[start]

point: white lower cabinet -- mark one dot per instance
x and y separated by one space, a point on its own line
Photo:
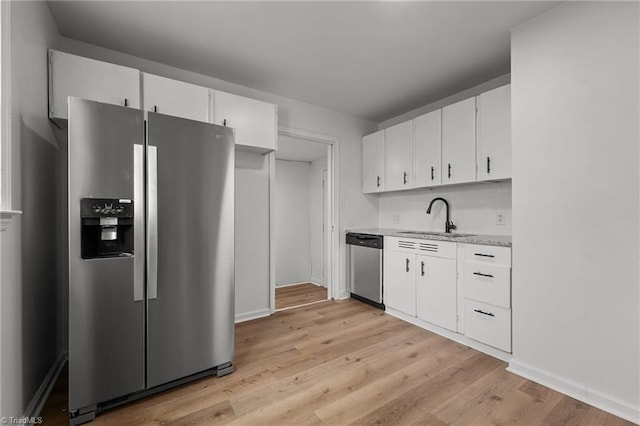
486 286
436 291
488 324
420 279
399 281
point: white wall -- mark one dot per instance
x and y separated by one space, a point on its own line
251 240
473 208
293 222
316 195
30 285
576 186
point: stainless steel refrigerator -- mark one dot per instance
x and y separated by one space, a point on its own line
150 253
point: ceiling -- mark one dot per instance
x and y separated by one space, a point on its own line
373 60
295 149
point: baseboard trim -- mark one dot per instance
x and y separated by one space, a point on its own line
248 316
575 390
317 282
36 405
343 294
292 284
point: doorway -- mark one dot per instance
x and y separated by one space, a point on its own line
302 225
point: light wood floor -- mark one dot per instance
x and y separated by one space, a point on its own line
296 295
343 362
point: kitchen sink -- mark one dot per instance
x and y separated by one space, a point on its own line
438 234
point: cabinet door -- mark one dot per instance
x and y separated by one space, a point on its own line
427 145
436 290
399 156
255 122
399 281
459 142
71 75
494 134
373 162
173 97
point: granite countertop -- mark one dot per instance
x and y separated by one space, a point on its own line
467 238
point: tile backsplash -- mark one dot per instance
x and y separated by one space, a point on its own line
474 208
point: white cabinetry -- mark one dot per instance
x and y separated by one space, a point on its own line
177 98
487 294
420 279
436 287
400 281
427 146
373 162
494 134
71 75
255 122
459 142
398 158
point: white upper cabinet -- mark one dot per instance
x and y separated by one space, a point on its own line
177 98
71 75
399 156
373 162
459 142
494 134
255 122
427 145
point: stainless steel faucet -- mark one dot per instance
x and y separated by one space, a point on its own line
448 225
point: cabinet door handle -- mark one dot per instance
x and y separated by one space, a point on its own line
483 255
483 275
484 313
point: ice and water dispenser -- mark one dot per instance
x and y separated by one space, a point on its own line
107 227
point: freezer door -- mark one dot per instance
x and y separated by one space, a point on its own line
106 323
191 247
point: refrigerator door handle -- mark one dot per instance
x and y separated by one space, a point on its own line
138 223
152 223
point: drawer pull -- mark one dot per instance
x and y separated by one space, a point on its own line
483 275
483 255
483 312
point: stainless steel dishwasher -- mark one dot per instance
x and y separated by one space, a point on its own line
365 268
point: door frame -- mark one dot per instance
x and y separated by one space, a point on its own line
331 210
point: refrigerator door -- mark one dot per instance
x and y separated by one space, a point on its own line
190 222
106 323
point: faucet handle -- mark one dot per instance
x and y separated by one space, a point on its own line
450 226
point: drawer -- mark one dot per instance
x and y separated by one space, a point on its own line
493 255
487 283
488 324
434 248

[end]

* [WHAT YOU SHOULD DO]:
The entries above should be reproduced exactly, without their pictures.

* [RESULT]:
point: white lower cabinet -- mark one dot per instance
x and y separated by one space, a point on its own line
Photo:
486 286
436 291
488 324
420 279
399 281
point: white wall -- mark one dot per instance
x and y separated by one space, a point on its own line
251 240
473 208
293 222
316 195
30 285
576 186
point: stainless steel refrigerator -- mark one dot per instance
x and y separated by one space, a point on its own line
150 253
point: ceiling -- mark one dot per instance
x and y separated by one space, a point on its own line
373 60
295 149
point: baseboard trim -- mark one dot per instance
x and y separated by one space, a point on its own line
248 316
575 390
317 282
36 405
343 294
292 284
point: doorway -- mark one dot per instance
x and y separated by one space, a point on its own line
302 225
point: light wood floor -- mark one dot per instance
x and y separated by one space, a point on its own line
296 295
343 362
point: kitchen sink -- mark one dot per instance
x and y separated by one space, a point on its own line
438 234
point: cabinet door -- mark one dot per instance
x and y separated by one space, a point on its own line
427 145
436 290
399 156
255 122
399 281
459 142
71 75
494 134
373 162
173 97
point: granite countertop -- mark one dot per instance
x and y separated by one space, a point on its own line
467 238
point: tile backsplash -- mark one dot per instance
x and y separated by one space, a point on its own line
474 208
point: white cabinetry -- mark one dot per instance
x and y separated by one space, a point on its own line
177 98
487 294
420 279
436 287
400 281
427 146
373 162
494 134
71 75
255 122
459 142
398 158
point: white upper cabinet -- mark one dot per instance
x and y separated by one space, a point on its own line
177 98
71 75
399 156
373 162
459 142
494 134
255 122
427 145
point: stainless steel faucet -- mark one dot per instance
x and y separated by one space, a point on its own line
448 225
point: cabinet door handle -- mark one dot per instance
x and y separated by one space, a point on its own line
483 255
483 275
484 313
point: ice and water dispenser -- mark one dot per instance
x and y separated by one space, a point on its own line
107 227
point: freezer door -- mark one dot per instance
x and y separated by one space, a point on its own line
106 323
191 247
point: refrigerator door handle -- mark one dot per instance
x and y separated by one space, a point on its own line
138 223
152 223
point: drawer pull -- mark one dot per instance
x and y separated by one space, a point on its own line
483 275
483 255
483 312
point: stainless steel dishwasher -- mark one dot per instance
x and y separated by one space, a point on its own line
365 268
point: door frame -- mark one dot per instance
x and y separated by one space, a point on its own line
331 210
point: refrigerator door -- mark one dot per instance
x and y separated by one space, a point on its own line
190 222
106 323
point: faucet handle -- mark one dot per instance
x and y separated by one space, a point on its own line
450 226
point: drawer -- mark one dot per instance
x and y separated by one space, a point on its own line
493 255
487 283
488 324
434 248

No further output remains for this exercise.